>> begin Data shown

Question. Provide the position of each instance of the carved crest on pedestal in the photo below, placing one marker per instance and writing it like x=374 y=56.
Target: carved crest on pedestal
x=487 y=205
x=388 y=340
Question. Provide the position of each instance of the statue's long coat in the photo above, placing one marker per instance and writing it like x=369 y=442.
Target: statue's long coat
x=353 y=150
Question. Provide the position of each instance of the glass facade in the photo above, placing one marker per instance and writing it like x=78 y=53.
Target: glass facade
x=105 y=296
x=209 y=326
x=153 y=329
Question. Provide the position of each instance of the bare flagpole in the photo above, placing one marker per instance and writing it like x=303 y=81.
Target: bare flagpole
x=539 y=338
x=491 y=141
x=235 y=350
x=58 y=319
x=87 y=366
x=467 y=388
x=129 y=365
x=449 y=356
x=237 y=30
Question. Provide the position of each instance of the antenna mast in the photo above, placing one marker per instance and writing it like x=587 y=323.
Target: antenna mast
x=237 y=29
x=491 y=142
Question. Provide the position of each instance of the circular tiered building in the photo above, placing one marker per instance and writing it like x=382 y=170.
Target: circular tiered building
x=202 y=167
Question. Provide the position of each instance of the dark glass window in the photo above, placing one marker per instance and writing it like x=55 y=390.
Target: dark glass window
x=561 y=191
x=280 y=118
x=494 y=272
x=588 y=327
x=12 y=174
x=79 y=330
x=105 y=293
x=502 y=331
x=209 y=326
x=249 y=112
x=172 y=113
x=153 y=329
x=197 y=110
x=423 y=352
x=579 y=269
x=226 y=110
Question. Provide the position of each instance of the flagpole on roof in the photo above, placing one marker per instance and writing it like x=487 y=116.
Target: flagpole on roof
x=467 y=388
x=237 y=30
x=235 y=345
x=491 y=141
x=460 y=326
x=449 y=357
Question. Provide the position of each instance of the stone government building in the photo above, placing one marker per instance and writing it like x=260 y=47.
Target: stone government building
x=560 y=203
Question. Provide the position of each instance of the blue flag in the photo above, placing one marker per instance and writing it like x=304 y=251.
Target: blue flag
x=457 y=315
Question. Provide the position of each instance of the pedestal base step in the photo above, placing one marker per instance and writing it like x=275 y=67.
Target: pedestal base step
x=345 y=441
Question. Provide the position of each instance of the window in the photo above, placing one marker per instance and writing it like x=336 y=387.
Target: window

>> end Data shown

_Task description_: Rewrite the records above from the start through the line that contains "x=353 y=150", requests included. Multiply every answer coordinate by 1.25 and round to whole numbers, with halves going up, but leave the requests and their sample coordinates as they are.

_Solution for this problem_:
Question. Provide the position of each instance of the carved crest on pedestal in the photo below, placing one marker per instance and writing it like x=374 y=56.
Target: carved crest on pedestal
x=609 y=256
x=485 y=425
Question. Provide the position of each instance of the statue's long coat in the photo above, placing one marker per instance and writing it like x=369 y=442.
Target: statue's long coat
x=441 y=188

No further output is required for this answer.